**REQUIREMENTS:**
1. Answer these questions about the excerpt on Eigen's AutoDiffJacobian class:
(a) What does the AutoDiffJacobian class calculate?
(b) Through which operator did the vector function need to be called?
(c) What values are assigned to InputsAtCompileTime and ValuesAtCompileTime in the sample class?
2. Write what follows the final line of the excerpt on Eigen's AutoDiffJacobian class.

**EXCERPT TO READ:**
══════
Eigen provides a convenient AutoDiffJacobian class, which calculates the jacobian of your vector function without the need for you to manually define the AutoDiffScalar like we did previously. The AutoDiffJacobian class required me to structure my vector function in a certain way. Namely, I needed the vector function to be called via the () operator, and several variables had to be defined. To add on to the woes, I would definitely need a base class for the flux jacobians. An example of a vector function to be used with AutoDiffJacobian is:

template <short N_IN, short N_OUT>
class VectorFunction {
  
  public:
  
    // Eigen needs this to determine no. of variables at compile time
    enum 
    {
      InputsAtCompileTime = N_IN,
      ValuesAtCompileTime = N_OUT
    };
    
    // Also needed by Eigen
    typedef Eigen::Matrix<double, N_IN, 1> InputType;
    typedef Eigen::Matrix<double, N_OUT, 1> ValueType;
  
    // Vector function
    template <typename T>
    void operator()
══════
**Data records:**
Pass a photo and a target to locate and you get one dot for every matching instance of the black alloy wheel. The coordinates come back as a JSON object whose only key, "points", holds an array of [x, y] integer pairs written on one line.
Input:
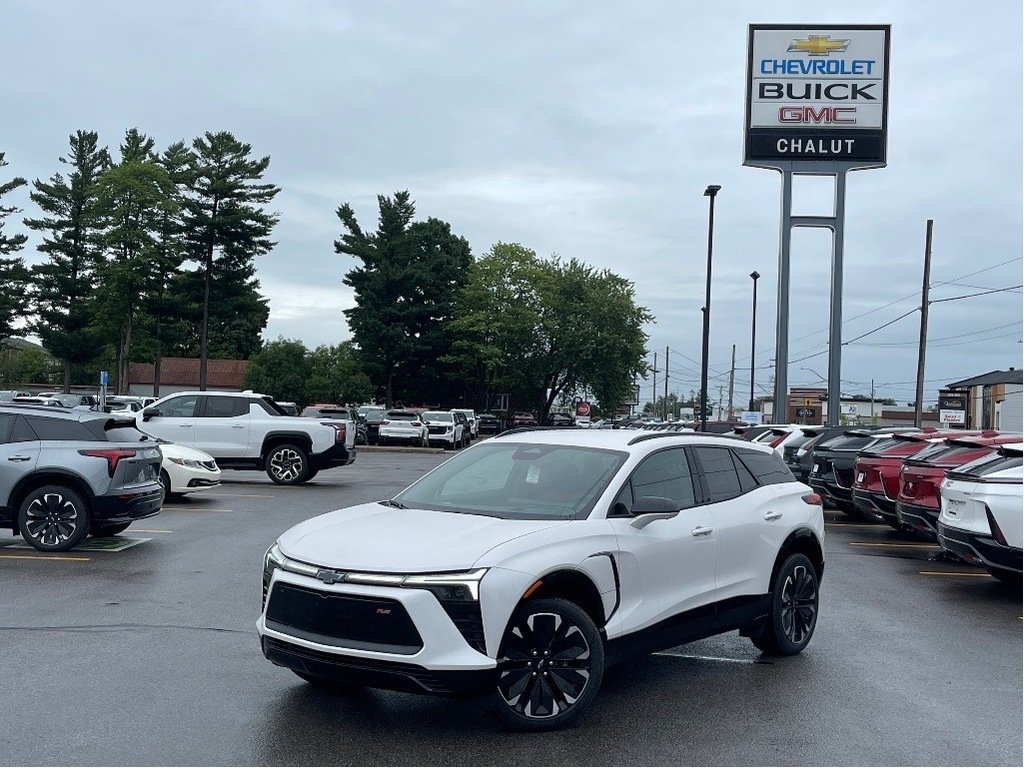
{"points": [[794, 611], [104, 530], [287, 464], [53, 518], [550, 666]]}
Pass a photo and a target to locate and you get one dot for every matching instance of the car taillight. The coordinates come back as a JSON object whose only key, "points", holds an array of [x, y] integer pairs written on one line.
{"points": [[113, 456], [996, 530], [339, 430]]}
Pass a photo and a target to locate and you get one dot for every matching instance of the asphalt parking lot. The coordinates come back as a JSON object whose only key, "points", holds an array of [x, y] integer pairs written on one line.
{"points": [[148, 655]]}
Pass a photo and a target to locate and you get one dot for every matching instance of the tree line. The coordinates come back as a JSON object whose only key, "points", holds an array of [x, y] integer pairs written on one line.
{"points": [[153, 253], [147, 254]]}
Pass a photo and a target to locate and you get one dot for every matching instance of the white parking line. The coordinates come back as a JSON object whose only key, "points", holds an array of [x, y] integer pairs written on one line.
{"points": [[955, 573], [705, 658]]}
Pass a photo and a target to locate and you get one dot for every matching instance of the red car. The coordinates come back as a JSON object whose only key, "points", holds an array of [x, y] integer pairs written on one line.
{"points": [[876, 473], [918, 503]]}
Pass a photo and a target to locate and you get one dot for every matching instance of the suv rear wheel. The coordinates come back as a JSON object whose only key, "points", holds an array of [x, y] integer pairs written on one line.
{"points": [[287, 464], [550, 666], [53, 518], [794, 610]]}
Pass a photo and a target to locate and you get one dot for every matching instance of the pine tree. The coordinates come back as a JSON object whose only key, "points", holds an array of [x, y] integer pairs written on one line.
{"points": [[65, 285], [135, 197], [225, 222], [13, 275]]}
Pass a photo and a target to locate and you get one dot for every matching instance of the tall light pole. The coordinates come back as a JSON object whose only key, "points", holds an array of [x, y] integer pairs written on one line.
{"points": [[754, 331], [711, 192]]}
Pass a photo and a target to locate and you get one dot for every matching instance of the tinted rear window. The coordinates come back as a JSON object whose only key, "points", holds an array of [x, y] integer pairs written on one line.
{"points": [[719, 472], [767, 467]]}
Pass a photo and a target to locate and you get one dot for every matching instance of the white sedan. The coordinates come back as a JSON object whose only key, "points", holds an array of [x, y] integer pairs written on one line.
{"points": [[185, 470]]}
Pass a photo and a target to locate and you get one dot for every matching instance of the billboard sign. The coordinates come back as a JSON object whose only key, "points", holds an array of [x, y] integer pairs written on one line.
{"points": [[816, 92]]}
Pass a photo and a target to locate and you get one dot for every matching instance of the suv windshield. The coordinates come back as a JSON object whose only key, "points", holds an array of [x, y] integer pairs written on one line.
{"points": [[517, 481]]}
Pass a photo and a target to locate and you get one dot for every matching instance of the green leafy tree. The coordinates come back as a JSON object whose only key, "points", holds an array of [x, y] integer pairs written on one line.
{"points": [[407, 288], [136, 197], [225, 221], [13, 274], [280, 370], [549, 331], [65, 285], [336, 376]]}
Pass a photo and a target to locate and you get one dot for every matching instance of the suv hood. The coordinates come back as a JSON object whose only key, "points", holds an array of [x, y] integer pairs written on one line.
{"points": [[378, 539]]}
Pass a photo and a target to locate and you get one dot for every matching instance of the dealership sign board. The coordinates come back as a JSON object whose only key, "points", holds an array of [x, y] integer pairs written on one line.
{"points": [[816, 93]]}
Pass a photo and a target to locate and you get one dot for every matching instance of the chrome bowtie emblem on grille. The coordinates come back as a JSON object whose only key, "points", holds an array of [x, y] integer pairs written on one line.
{"points": [[330, 577]]}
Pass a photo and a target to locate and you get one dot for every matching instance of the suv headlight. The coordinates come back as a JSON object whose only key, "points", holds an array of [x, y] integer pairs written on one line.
{"points": [[450, 586]]}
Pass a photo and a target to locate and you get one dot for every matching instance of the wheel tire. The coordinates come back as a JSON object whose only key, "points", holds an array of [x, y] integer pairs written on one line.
{"points": [[53, 518], [287, 464], [327, 684], [794, 610], [109, 529], [542, 636]]}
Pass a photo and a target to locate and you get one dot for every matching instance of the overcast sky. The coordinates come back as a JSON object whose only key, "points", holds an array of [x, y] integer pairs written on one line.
{"points": [[587, 129]]}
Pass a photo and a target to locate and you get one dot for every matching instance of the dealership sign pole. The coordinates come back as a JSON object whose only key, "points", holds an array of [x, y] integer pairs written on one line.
{"points": [[817, 98]]}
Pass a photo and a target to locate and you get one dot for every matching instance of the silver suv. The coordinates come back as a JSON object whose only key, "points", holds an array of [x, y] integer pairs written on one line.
{"points": [[66, 474]]}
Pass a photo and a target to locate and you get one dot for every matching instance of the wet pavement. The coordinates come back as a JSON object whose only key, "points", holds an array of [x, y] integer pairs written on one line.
{"points": [[148, 655]]}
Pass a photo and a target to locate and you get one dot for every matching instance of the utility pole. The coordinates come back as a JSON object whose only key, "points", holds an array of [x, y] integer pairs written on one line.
{"points": [[732, 376], [653, 387], [666, 384], [919, 400]]}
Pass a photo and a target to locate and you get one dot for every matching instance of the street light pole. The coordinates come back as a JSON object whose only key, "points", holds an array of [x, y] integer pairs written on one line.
{"points": [[754, 331], [711, 192]]}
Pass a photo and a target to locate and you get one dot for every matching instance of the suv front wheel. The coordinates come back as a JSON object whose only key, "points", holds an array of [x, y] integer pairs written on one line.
{"points": [[550, 666], [53, 518], [794, 610], [287, 464]]}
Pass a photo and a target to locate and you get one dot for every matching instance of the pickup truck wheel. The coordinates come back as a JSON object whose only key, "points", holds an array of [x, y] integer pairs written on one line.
{"points": [[287, 464], [53, 518]]}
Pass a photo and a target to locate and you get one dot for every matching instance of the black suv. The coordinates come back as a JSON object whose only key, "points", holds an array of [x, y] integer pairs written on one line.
{"points": [[66, 474]]}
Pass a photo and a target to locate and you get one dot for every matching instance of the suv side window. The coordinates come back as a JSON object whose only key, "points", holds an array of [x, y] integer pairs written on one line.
{"points": [[768, 468], [226, 408], [719, 472], [179, 408], [666, 473], [58, 429]]}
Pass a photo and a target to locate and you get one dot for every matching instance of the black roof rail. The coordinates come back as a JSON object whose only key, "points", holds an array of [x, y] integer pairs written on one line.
{"points": [[655, 435], [536, 428]]}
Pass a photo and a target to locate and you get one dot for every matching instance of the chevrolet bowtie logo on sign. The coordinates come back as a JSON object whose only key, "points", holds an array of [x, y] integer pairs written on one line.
{"points": [[816, 92], [818, 45]]}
══════
**SET OF ANSWERS:**
1.
(a) The jacobian of the vector function.
(b) The () operator.
(c) InputsAtCompileTime is set to N_IN, and ValuesAtCompileTime is set to N_OUT.

2.
    (
      const Eigen::Matrix<T, N_IN, 1>& vIn, 
      Eigen::Matrix<T, N_OUT, 1>* vOut
    ) const 
    {
      // Compute function with vIn and output to vOut.
    }
    
};

int main () {

  Eigen::Matrix<double, 3, 1> vIn;
  Eigen::Matrix<double, 3, 1> vOut;
  Eigen::Matrix<double, 3, 3> mJacobian;

  Eigen::AutoDiffJacobian< VectorFunction<3, 3> > vectorFunAD;
  
  // Set values in vIn, vOut and mJacobian...
  
  vectorFunAD(vIn, &vOut, &mJacobian); // Voila! jacobian is in mJacobian.
  
  return EXIT_SUCCESS;
  
}

With the 2 code snippets above, we see the disconnect between what we have and what is required. Just thinking back about these issues make my head about to explode. I spent a good 3 weeks on coming up with a satisfactory solution (at least to me). The initial thought was to copy and paste code into new jacobian classes for individual BC and number of dimensions, but that would be a clumsy solution since many chunks of code would be repeated. For a more acceptable solution, I had to turn to static polymorphism and make use of template template parameters (yes, the word template is used twice).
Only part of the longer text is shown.